Top of STUDY TEXT

John Oliver celebrated his first Last Week Tonight after cleaning up at the Emmys as only he can—with an appetizer of Trump mockery, some fart noises, and a comically hearty examination of yet another way America needs to get its fucking act together. On the Trump front, Oliver and the writers went topical on how the supposed leader of the nation spent all weekend waging a bigot-base-pleasing Twitter war against black athletes engaging in silent protest of police brutality and racial injustice rather than—just as a suggestion—focusing on the fact that hundreds of thousands of American citizens in Puerto Rico have had their island home virtually annihilated by a hurricane. (For those with souls, Lin-Manuel Miranda recommends anyone interested in taking up the slack donate to Hispanic Federation.) Noting that Trump’s crusade against black people taking a knee (as opposed to “very fine people” at torch-wielding Nazi rallies supporting traitors who attacked America) shows disrespect to the flag, Oliver noted that, perhaps, “grinding it against your gnarled old boner” (insert mental picture of candidate Trump humping a flag onstage) is more of an insult.

Bottom of STUDY TEXT
Top of SUPPLIED INFORMATION

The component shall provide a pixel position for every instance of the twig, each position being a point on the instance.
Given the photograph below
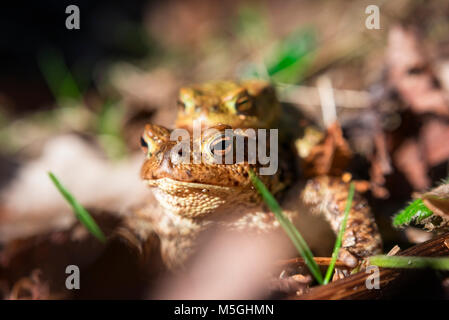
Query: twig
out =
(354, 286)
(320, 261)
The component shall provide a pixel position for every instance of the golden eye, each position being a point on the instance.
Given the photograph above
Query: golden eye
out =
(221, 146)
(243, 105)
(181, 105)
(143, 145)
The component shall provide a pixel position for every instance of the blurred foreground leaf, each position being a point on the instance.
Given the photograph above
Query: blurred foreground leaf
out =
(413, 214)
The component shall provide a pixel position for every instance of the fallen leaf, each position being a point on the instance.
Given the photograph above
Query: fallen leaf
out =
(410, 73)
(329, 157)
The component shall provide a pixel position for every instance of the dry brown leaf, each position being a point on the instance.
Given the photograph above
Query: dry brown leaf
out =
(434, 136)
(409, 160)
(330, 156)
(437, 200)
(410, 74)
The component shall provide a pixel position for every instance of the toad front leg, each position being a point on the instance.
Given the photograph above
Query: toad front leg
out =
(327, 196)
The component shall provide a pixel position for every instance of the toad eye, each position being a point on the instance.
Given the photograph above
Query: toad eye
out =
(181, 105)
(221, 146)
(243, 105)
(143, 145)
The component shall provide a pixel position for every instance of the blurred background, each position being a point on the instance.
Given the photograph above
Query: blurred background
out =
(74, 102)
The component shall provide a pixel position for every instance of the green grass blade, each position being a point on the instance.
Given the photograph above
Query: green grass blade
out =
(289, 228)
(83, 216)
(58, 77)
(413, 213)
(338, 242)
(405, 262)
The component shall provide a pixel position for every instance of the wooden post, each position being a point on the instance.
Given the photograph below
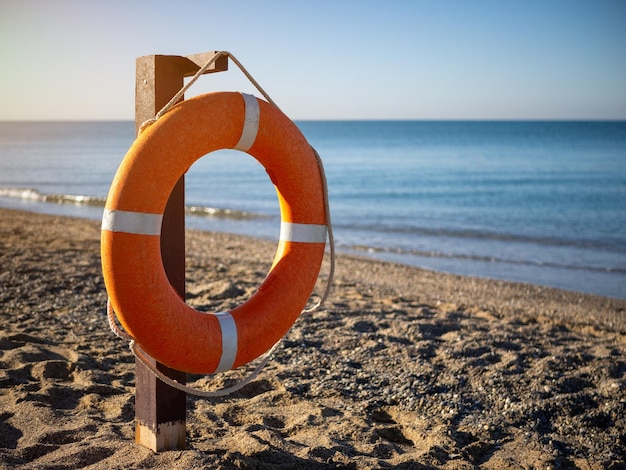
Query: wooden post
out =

Bottom of SUPPLIED INFORMATION

▸ **TASK INSTRUCTIONS**
In the text about John Oliver's post-Emmys show, which organization does Lin-Manuel Miranda recommend donating to?

▸ **TASK RESPONSE**
Hispanic Federation